◆ CHALLENGE A ◆
Find every line in the records below that contains the word "white" and copy each of those lines.

** Begin EXCERPT TO READ **

Posted on February 22, 2025 by The author

Given a Riemannian manifold $(M^3, g)$ , for a vector field $X$ over $M$ we can define the generalized curl $\nabla \times X = \star (dX)$ where $dX$ is the exterior derivative of (the one-form corresponding to) $X$ and $\star$ is the Hodge star operator with regards to the Riemannian volume form. So for example the vector calculus identity $\nabla \times \nabla f = 0$ in this language becomes $\star d(df)=0$ which follows from $d^2 = 0$ . Similarly we can define the divergence $\nabla \cdot X = \star d( \star X)$ and again the identity “divergence of curl is zero” translates to the equality $\star \ d \star (\star dX) =0$ , which again holds because here we have $\star \star = \mathrm{Id}$ .

In the physical setting, we may have a vector field $E$ over $M$ and a Killing field $\eta$ (i.e. a field with $\mathcal{L}_{\eta} g = 0$ , which will be a Lorentz transformation), and we ask whether there exists a scalar potential for it, meaning that a function $f \in C^\infty(M)$ with $\iota_{\eta}(\star E) = df$ . And what physicists do to test for existence of such an $f$ is to take the curl of the vector field $\iota_{\eta}(\star E)$ and check if it’s zero. But we now see how such a check is justifiable, because $\iota_{\eta}(\star E)$ being curl-free corresponds to it being closed, and in $\mathbb{R}^4$ spacetime closed forms are exact, i.e. potential fields will exist.

All the coefficients of the characteristic polynomial are some traces

Posted on January 30, 2025 by The author

If $V$ is an $n$ -dimensional vector space and $A$ is an matrix over $V$ , you probably remember that in its characteristic polynomial $p_{A}(t) =\det(A-tI)$ , the coefficient of $t^{n-1}$ was minus the trace $\mathrm{Tr}(A)$ and that the constant coefficient was $\det(A)$ . Probably an absurd question might be that, does there exist a formalism and computing principle that produces the coefficient of each $t^k$ , and so $\mathrm{Tr}(A)$ and $\det(A)$ are just the two extremities of the formalism?

** End EXCERPT TO READ **
** Begin MATERIAL TO PROCESS **

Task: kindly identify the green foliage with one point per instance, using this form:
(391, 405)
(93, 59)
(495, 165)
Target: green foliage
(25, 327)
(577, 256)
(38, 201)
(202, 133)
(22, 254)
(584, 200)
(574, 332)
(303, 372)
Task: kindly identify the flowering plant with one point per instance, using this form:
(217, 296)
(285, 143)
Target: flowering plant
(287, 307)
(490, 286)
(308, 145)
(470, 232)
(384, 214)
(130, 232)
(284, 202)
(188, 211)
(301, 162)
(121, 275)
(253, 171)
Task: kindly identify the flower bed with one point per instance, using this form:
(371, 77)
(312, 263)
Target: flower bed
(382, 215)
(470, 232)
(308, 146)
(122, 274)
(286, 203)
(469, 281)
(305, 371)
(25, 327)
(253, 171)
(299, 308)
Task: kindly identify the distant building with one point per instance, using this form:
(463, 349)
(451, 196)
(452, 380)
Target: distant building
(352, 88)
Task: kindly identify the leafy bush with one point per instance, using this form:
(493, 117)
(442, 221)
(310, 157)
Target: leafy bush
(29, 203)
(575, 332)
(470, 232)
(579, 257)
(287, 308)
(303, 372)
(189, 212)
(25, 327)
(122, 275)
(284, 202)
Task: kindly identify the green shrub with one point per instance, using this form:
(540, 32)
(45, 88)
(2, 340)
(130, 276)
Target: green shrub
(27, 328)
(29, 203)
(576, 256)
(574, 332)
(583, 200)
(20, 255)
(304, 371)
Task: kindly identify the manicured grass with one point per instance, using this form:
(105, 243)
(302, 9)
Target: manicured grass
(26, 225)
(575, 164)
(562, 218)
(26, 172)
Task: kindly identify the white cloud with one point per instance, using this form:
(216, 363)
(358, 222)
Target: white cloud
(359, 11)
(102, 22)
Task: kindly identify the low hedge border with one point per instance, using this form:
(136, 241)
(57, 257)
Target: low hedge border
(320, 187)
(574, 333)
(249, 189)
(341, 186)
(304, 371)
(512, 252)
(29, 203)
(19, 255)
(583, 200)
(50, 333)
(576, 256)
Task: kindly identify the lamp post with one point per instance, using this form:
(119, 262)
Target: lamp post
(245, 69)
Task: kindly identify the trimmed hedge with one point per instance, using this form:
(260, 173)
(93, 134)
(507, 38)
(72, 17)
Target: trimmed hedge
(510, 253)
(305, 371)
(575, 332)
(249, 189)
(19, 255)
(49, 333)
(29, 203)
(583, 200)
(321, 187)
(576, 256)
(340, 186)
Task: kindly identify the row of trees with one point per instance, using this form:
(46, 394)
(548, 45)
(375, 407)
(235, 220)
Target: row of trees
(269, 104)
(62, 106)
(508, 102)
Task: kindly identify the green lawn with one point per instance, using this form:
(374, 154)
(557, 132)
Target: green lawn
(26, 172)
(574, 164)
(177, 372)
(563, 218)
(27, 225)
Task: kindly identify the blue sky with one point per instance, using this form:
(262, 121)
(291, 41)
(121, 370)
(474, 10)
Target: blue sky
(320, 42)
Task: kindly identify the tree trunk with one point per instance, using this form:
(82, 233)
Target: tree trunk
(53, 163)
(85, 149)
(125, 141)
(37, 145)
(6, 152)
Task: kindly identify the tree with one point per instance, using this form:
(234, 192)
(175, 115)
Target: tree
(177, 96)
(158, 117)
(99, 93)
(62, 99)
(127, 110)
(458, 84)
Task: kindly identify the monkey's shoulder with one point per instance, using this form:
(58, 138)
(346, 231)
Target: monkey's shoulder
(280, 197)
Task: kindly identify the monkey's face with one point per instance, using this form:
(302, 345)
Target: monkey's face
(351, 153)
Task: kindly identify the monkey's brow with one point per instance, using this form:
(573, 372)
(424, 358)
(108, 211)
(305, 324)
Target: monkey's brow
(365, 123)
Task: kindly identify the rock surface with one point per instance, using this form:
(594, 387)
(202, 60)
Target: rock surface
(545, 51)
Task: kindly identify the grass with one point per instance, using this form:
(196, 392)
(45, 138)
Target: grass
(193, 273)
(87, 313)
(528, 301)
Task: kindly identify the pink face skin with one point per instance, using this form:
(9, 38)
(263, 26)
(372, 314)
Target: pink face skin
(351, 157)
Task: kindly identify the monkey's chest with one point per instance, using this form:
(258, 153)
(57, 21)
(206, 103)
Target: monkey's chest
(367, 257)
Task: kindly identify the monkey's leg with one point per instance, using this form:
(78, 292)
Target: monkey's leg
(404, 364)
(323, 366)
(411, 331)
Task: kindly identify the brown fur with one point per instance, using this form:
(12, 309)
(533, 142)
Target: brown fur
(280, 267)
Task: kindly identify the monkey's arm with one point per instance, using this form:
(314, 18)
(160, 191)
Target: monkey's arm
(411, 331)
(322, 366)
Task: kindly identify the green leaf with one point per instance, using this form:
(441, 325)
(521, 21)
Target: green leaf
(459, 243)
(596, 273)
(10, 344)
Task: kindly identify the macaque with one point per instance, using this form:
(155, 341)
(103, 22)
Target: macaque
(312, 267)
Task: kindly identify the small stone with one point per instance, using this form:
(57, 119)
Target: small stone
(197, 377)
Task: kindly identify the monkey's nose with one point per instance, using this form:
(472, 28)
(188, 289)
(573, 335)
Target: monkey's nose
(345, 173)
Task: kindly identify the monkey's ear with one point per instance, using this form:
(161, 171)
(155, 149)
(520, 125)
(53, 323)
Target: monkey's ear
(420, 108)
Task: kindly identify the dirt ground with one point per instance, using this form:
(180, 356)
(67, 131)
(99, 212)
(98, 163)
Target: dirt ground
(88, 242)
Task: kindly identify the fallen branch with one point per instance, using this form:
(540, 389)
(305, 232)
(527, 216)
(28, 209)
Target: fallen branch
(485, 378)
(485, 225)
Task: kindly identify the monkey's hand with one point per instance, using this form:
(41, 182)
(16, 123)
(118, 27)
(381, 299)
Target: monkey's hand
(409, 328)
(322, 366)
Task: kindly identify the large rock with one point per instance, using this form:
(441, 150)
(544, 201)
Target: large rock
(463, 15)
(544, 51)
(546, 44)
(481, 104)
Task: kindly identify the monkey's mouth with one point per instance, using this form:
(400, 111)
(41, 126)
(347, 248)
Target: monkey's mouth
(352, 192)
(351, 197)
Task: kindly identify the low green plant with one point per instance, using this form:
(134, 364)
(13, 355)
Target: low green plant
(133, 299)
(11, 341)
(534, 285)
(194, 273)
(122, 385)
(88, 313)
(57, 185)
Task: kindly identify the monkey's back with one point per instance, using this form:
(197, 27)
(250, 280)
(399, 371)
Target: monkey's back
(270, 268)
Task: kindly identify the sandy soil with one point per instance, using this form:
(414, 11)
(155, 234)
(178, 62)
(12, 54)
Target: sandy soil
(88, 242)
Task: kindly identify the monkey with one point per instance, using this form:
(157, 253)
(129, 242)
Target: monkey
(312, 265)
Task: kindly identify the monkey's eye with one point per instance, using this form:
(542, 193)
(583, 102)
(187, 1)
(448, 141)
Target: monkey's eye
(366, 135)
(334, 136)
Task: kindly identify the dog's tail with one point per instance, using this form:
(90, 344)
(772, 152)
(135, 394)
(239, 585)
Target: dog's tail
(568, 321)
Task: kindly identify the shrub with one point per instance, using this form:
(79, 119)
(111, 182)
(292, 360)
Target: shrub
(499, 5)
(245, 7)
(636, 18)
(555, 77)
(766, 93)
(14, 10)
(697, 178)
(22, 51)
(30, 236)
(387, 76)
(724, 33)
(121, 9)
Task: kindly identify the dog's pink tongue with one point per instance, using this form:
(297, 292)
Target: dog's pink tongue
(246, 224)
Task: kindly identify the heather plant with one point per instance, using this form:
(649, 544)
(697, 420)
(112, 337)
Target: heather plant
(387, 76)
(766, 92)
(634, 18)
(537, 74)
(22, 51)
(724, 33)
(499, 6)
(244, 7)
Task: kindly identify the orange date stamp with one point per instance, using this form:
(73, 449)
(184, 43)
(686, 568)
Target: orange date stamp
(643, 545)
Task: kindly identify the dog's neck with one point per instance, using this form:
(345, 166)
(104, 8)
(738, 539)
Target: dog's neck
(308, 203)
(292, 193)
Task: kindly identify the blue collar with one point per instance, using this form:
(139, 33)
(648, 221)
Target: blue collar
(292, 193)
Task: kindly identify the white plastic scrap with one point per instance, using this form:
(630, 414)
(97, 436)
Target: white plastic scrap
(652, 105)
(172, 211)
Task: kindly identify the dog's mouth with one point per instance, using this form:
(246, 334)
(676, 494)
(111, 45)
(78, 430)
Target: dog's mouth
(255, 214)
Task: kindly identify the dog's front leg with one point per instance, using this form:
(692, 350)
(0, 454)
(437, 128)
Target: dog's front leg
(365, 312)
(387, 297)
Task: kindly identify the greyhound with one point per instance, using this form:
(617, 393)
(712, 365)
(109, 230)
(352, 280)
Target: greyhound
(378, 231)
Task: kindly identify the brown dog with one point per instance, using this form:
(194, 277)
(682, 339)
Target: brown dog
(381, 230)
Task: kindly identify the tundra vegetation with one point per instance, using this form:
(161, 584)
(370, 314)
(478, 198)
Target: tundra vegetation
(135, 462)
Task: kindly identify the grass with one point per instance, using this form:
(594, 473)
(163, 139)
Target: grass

** End MATERIAL TO PROCESS **

◆ CHALLENGE B ◆
Summarize the blog excerpt above in three sentences.

◆ RIGHT ANSWER A ◆
Task: kindly identify the white cloud with one point per instance, using this form:
Target: white cloud
Task: kindly identify the white plastic scrap with one point per instance, using this form:
Target: white plastic scrap

◆ RIGHT ANSWER B ◆
On a Riemannian 3-manifold, curl can be defined as the Hodge star of the exterior derivative and divergence as star-d-star. With these definitions, "curl of gradient is zero" follows from d² = 0, and "divergence of curl is zero" holds because applying the star twice gives the identity. Physicists check for a scalar potential by testing whether a field is curl-free, which works because curl-free means closed and closed forms in ℝ⁴ spacetime are exact; a second post recalls that the characteristic polynomial's t^(n−1) coefficient is minus the trace and its constant term is the determinant, and asks whether one formalism produces every coefficient.